» DOCUMENT SEGMENT

───

5.0 crédits ECTS  30.0 h + 22.5 h   2q 

Teacher(s) Papavasiliou Anthony ;
Language English
Place
of the course
Louvain-la-Neuve
Online resources

> https://icampus.uclouvain.be/claroline/course/index.php?cid=LINMA2415

Prerequisites
  • Fluency in English at the level of course LANGL1330.
  • Optimization (linear programming, KKT conditions, duality)
  • Microeconomic theory (not necessary but helpful)
  • Mathematical programming languages AMPL and/or Mosel (not necessary, but helpful)
Main themes
  • Energy market design
  • Economics of energy markets
  • Operations research applications in energy markets
  • Contemporary problems (renewables, demand response, capacity investment and risk management)
Aims

With reference to the AA (Acquis d'Apprentissage) reference, this course contributes to the acquisition of the following learning outcomes:

  • AA1.1, AA1.2, AA1.3
  • AA2.2, AA2.5

At the end of the course, students will have learned to :

  • explain the architecture of energy markets, ranging from real-time to forward markets
  • formulate mathematical programming models that describe energy markets and regulatory interventions in these markets
  • formulate mathematical programming models that describe risk management practices in the energy sector
  • implement mathematical programming models that describe energy markets and risk management practices using AMPL
  • implement algorithms that can be used for solving quantitative problems that arise in the energy sector using AMPL
Evaluation methods
  • Written exam
  • Course project and homework assignments
Teaching methods

2 hours of magistral courses per week, and 2 hours of training sections per week. Homeworks and term projects will be evaluated by the instructor and/or the teaching assistant.

───

» THE REQUEST
Can you write out everything in the course description from "Main themes" down to "and risk management)", substituting "load shifting" for "demand response"?

───

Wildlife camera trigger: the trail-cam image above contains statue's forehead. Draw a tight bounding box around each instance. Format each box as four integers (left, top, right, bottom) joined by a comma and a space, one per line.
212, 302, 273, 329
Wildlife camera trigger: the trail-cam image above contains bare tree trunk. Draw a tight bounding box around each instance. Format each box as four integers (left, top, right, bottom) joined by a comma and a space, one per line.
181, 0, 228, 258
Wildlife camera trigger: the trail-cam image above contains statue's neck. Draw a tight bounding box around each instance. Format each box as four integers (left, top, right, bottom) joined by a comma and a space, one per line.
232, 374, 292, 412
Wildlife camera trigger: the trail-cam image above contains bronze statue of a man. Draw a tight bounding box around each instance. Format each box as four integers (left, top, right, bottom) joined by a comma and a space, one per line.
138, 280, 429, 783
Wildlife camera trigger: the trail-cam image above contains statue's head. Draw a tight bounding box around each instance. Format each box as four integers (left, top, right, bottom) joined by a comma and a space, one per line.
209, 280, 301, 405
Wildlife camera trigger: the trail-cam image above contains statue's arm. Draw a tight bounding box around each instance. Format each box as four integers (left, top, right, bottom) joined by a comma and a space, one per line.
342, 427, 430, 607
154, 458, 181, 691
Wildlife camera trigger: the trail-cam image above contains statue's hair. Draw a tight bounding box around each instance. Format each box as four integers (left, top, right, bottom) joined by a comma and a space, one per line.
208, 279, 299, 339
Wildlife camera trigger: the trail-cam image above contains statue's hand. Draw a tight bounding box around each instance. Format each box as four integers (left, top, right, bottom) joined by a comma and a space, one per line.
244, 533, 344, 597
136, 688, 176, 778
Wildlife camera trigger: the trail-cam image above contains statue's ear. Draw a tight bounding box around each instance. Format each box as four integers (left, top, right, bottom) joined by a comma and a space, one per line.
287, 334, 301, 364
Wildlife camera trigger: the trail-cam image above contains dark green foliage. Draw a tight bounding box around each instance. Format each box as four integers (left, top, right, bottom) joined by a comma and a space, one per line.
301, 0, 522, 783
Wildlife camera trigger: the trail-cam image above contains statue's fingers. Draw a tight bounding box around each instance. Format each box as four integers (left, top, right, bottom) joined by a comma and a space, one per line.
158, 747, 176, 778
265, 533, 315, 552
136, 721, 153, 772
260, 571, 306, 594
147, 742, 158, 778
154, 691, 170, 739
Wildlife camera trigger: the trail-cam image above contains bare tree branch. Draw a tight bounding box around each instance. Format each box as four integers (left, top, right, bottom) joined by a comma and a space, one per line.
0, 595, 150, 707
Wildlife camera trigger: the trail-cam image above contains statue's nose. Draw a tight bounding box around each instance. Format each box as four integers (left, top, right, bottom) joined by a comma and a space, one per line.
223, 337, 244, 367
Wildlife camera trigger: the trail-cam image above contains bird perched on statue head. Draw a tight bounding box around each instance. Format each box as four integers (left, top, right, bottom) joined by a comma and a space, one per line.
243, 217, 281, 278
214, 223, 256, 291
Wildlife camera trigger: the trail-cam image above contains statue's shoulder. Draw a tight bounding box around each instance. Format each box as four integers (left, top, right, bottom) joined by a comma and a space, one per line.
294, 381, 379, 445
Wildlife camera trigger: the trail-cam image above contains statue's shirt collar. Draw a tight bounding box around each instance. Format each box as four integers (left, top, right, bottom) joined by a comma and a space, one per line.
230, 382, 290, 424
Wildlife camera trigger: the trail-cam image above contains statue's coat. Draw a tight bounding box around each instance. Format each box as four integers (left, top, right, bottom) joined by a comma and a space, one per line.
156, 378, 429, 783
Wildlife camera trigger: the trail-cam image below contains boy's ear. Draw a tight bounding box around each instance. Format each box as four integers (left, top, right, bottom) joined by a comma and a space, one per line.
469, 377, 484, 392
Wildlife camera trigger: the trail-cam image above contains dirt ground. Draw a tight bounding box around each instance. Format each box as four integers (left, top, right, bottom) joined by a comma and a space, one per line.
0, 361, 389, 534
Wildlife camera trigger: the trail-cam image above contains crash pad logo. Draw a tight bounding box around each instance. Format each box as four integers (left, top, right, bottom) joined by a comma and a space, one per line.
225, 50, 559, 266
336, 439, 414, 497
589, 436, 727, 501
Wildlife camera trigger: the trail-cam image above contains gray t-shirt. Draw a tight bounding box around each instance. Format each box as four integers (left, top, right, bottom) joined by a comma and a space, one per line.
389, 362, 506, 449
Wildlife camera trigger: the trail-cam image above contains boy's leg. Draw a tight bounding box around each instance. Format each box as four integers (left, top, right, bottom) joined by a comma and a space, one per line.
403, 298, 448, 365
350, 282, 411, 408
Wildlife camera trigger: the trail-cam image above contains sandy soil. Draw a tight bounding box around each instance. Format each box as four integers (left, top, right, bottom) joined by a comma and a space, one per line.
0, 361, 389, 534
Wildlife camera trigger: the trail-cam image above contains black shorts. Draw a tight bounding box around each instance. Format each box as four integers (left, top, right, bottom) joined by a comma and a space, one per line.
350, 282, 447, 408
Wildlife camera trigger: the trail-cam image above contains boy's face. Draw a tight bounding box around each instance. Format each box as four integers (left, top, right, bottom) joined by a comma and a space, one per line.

───

» EXERCISE OUTPUT
Main themes
  • Energy market design
  • Economics of energy markets
  • Operations research applications in energy markets
  • Contemporary problems (renewables, load shifting, capacity investment and risk management)